→ To-do list:
1. Using the excerpt on the national debt, explain in one to three sentences why the text says the growing debt makes for a poorer, more constrained country.
2. Rewrite the part of the national debt excerpt between "The federal government" and "by 14 percent.", inclusive, replacing "politicians" with "lawmakers".
3. Continue the national debt excerpt from the point where it stops.

That's because the soaring national debt is not a new thing, nor are warnings about it and its nasty effects on Americans' prosperity. Those effects include displacing private investment, resulting in lower productivity and reduced income, even as the cost of paying the government's bills soar. That means a poorer, more constrained country.
The federal government has spent more money than it takes in for years. The deficit has shrunk and grown a bit during that time based on specifics of policy and the economy, as have projections of just how much the debt will pile up inthe years to come. But nobody has yet seriously suggested that revenues and spending will match up anytime soon.
In the latest outlook, the CBO does offer some suggestions for avoiding a mass national drowning in a sea of red ink, just in case politicians are short of ideas. To maintain national debt at the current 74 percent of GDP, the feds would have to "slash" spending by 5.5 percent or increase revenues by 6 percent. To return the national debt to its 50-year average of 38 percent of GDP, the feds would have to actually reduce spending by 13 percent or increase revenues by 14 percent.

Yes, the idea of actually reducing spending causes much rending of garments in Washington, D.C., but it's been less than catastrophic when done in other countries. Canada "slashed total spending 10 percent in just two years and then held it roughly flat for another three years" in the mid-1990s without being reduced to a post-apocalyptic wasteland, points out the Cato Institute's Chris Edwards.

→ Material:

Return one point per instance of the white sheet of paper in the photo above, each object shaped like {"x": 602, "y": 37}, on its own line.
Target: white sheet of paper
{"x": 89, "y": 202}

→ Expected responses:
1. The debt displaces private investment, which leads to lower productivity and reduced income. At the same time, the cost of paying the government's bills soars.

2.
The federal government has spent more money than it takes in for years. The deficit has shrunk and grown a bit during that time based on specifics of policy and the economy, as have projections of just how much the debt will pile up inthe years to come. But nobody has yet seriously suggested that revenues and spending will match up anytime soon.
In the latest outlook, the CBO does offer some suggestions for avoiding a mass national drowning in a sea of red ink, just in case lawmakers are short of ideas. To maintain national debt at the current 74 percent of GDP, the feds would have to "slash" spending by 5.5 percent or increase revenues by 6 percent. To return the national debt to its 50-year average of 38 percent of GDP, the feds would have to actually reduce spending by 13 percent or increase revenues by 14 percent.

3.
Politicians, by and large, will probably prefer to look at the revenue-raising side of the equation, because there can't possibly be anything to cut in the budget. But there's less wiggle room there. With the occasional surge, revenue has topped out at an average of 18 percent of GDP since the middle of the last century. Maybe thefeds can squeeze more blood from the stone, but that's not what history suggests is going to hapen.
And honestly, there's plenty to cut from the oversized federal government. Let's start with agencies that are lousy at their jobs, or those that can't hold on to sensitive data without handing it to the first hacker who asks…
Note: As commenters have pointed out, some measures of debt have the federal government already exceeding that 100 percent threshold. The St. Louis Federal Reserve Bank puts total public debt at 102.76 percent of GDP in the first quarter of this year.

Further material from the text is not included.